» WHAT THE TASK REQUIRES
Write out the lines from the line containing "Reviewer note: make sure each instance of the fence" through the final line of the listing below, exactly, omitting every other line.
============================================================
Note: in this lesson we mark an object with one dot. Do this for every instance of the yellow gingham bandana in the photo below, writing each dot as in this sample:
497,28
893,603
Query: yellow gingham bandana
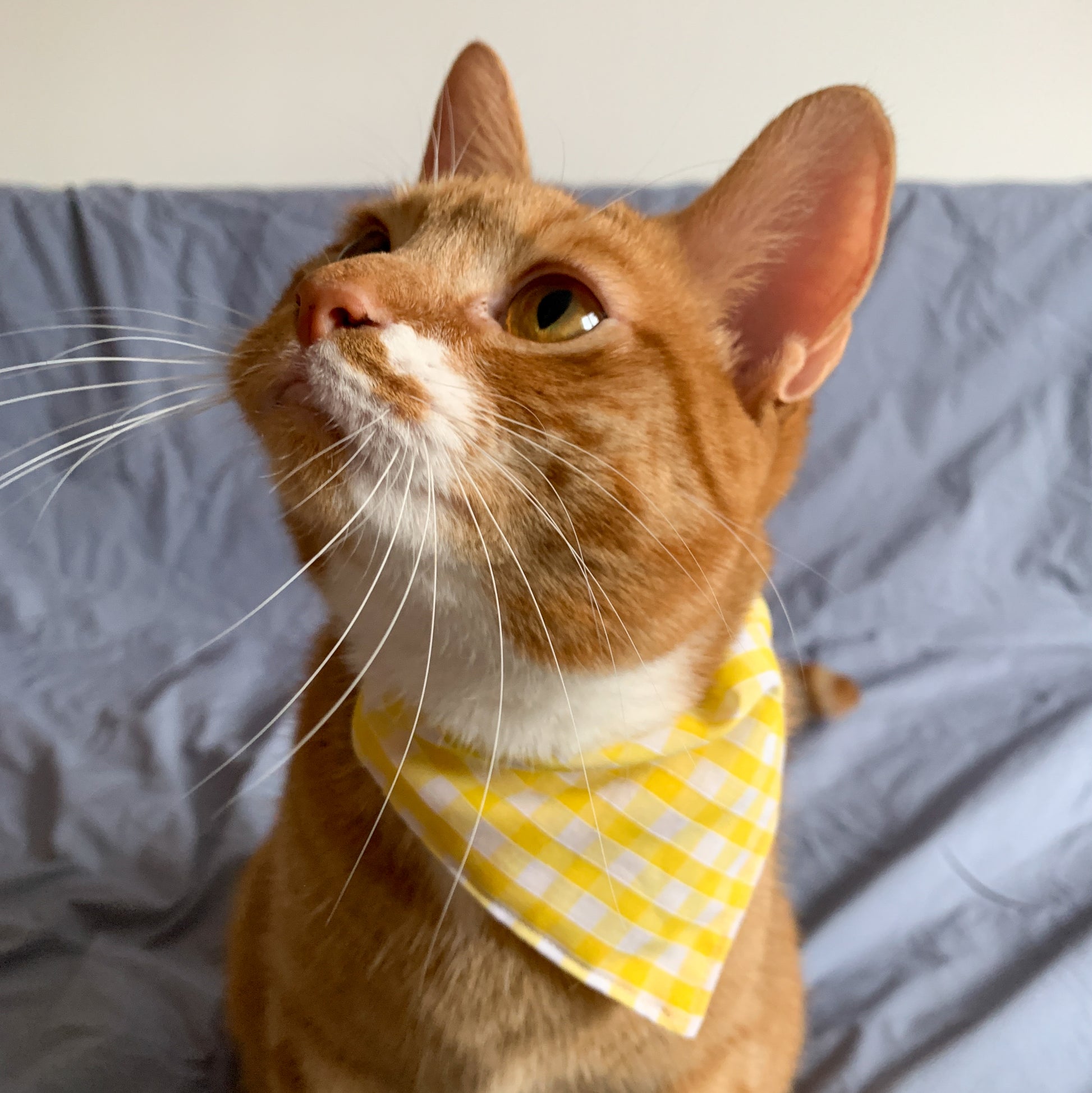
688,817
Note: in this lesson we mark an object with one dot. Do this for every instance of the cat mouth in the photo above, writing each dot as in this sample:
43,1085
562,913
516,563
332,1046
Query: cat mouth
293,390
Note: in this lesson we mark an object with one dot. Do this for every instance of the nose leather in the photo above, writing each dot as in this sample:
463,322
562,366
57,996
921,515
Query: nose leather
326,307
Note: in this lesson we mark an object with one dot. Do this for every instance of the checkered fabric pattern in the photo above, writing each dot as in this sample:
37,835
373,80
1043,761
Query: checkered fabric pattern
635,879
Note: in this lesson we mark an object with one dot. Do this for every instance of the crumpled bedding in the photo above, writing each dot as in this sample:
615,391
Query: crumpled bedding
937,547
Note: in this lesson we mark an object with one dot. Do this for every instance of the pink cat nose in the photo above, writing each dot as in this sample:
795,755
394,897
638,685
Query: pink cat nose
325,307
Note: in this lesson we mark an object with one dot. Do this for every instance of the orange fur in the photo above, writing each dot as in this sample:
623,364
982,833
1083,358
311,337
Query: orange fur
662,441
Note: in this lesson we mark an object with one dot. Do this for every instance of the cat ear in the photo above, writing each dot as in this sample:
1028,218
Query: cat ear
791,236
476,129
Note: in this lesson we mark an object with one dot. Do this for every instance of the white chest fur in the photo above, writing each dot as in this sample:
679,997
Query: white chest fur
481,689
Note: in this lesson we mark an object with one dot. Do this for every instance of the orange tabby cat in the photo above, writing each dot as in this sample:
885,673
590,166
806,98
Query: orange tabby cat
524,438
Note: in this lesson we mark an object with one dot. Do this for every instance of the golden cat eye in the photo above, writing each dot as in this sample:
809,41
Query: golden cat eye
553,309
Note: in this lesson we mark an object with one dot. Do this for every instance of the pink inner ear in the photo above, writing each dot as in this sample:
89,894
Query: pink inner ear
823,271
476,128
790,237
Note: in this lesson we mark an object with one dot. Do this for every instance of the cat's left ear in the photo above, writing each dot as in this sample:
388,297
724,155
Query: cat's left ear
788,240
476,129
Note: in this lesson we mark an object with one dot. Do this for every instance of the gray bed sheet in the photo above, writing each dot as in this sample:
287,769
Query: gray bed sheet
938,547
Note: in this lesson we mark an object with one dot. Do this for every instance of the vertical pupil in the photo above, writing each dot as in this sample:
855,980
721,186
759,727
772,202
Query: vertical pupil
552,307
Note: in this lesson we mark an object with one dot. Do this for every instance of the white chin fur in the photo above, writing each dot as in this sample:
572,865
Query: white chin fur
540,720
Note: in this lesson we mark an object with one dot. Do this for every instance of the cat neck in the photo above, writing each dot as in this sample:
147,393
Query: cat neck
483,692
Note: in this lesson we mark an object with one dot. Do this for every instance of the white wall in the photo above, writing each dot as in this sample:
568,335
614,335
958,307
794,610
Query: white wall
293,92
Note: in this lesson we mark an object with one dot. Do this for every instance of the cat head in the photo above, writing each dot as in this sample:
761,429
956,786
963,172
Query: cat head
582,410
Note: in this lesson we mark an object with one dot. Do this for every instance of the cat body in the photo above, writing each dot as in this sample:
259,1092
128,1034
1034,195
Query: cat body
526,450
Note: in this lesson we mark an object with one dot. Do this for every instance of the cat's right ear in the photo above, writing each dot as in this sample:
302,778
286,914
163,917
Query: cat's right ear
476,129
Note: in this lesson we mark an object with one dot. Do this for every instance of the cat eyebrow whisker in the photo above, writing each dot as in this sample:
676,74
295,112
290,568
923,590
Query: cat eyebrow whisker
337,645
424,687
313,731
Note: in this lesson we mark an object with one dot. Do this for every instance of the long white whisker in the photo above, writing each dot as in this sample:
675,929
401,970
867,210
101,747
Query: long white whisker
424,687
98,447
269,599
360,452
561,679
99,387
116,413
122,327
710,595
65,358
318,455
44,458
614,470
295,750
581,563
497,744
251,319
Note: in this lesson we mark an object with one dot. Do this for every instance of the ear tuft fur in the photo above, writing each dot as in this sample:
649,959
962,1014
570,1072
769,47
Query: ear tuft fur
476,128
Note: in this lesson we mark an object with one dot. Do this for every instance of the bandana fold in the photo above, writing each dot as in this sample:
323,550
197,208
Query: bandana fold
635,879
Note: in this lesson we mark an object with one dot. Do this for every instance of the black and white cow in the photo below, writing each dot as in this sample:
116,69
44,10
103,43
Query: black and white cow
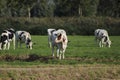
6,37
50,31
59,40
24,37
101,36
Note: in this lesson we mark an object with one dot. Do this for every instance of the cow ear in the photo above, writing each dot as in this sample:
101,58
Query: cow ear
59,36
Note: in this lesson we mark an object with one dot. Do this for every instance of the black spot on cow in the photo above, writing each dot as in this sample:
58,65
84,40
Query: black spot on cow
52,31
28,41
105,39
21,35
3,38
11,36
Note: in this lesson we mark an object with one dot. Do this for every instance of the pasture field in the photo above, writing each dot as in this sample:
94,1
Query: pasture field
80,50
84,60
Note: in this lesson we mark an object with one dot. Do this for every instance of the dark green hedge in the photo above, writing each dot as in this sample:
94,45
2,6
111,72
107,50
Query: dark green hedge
72,25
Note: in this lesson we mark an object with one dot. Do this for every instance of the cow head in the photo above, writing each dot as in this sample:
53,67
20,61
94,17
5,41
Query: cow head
29,43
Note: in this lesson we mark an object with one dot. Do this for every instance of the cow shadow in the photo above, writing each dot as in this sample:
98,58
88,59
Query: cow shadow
28,58
34,57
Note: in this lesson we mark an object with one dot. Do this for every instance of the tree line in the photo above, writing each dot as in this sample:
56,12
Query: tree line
59,8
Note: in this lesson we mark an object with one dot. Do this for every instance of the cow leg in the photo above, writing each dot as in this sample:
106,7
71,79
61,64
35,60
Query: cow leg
60,56
53,51
4,46
8,45
0,46
100,44
58,51
14,42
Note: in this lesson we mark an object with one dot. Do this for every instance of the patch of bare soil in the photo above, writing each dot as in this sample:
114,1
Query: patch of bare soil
62,72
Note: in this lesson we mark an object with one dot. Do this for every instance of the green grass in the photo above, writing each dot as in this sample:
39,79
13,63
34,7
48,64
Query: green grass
80,50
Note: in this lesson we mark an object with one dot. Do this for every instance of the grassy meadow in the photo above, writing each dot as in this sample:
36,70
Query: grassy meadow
80,50
84,60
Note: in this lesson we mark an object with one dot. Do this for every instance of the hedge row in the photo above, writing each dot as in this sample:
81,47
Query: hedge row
72,25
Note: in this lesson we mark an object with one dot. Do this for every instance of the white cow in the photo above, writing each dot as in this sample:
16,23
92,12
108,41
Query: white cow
59,40
50,31
6,37
101,36
24,37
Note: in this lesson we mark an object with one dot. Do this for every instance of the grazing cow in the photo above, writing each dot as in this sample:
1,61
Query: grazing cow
102,37
59,39
24,37
6,37
50,31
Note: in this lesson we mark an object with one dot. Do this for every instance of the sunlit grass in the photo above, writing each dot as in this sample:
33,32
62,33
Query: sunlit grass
80,50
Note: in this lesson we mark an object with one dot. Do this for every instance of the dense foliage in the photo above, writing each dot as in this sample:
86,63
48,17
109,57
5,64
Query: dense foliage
46,8
73,25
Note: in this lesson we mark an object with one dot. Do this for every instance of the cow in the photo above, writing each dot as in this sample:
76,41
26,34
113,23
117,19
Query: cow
50,31
101,36
23,37
59,39
6,37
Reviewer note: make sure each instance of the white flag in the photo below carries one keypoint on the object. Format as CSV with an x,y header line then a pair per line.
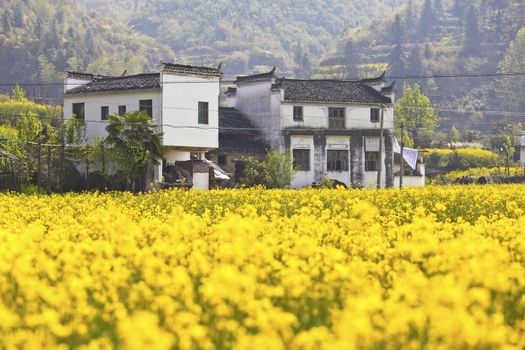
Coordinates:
x,y
397,148
409,154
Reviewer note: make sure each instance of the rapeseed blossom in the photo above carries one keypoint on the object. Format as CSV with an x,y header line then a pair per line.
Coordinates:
x,y
441,267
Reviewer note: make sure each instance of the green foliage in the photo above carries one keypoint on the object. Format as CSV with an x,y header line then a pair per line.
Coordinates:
x,y
415,112
511,87
135,144
423,37
18,93
461,159
40,39
455,135
286,33
276,171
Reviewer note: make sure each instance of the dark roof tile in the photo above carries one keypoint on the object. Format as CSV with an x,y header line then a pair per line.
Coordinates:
x,y
329,91
238,133
257,77
131,82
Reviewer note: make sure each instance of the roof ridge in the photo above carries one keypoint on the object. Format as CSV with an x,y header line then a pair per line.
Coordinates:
x,y
127,76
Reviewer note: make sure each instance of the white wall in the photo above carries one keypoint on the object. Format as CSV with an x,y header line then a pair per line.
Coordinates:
x,y
70,83
180,97
410,181
201,181
339,144
303,178
95,126
173,155
316,116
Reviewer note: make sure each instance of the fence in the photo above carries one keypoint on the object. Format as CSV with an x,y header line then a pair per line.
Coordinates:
x,y
9,172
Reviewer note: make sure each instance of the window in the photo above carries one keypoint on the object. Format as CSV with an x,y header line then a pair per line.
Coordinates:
x,y
301,159
203,112
337,160
78,111
146,106
104,113
297,113
121,110
371,161
336,118
374,115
============================================================
» SOLUTION FOR THIS EXERCISE
Reviewer note: make sure each instance of the fence in the photo above carries one keypoint on the object. Format as CSV with an x,y header line then a pair per line.
Coordinates:
x,y
9,172
Reviewer note: make sure each instance of the window in the photo above carries one keypoint on the object. Format as CSV with an x,y header line then a pair per line.
Coordinates:
x,y
301,159
203,112
337,160
78,111
146,106
104,113
297,113
121,110
371,161
336,118
374,115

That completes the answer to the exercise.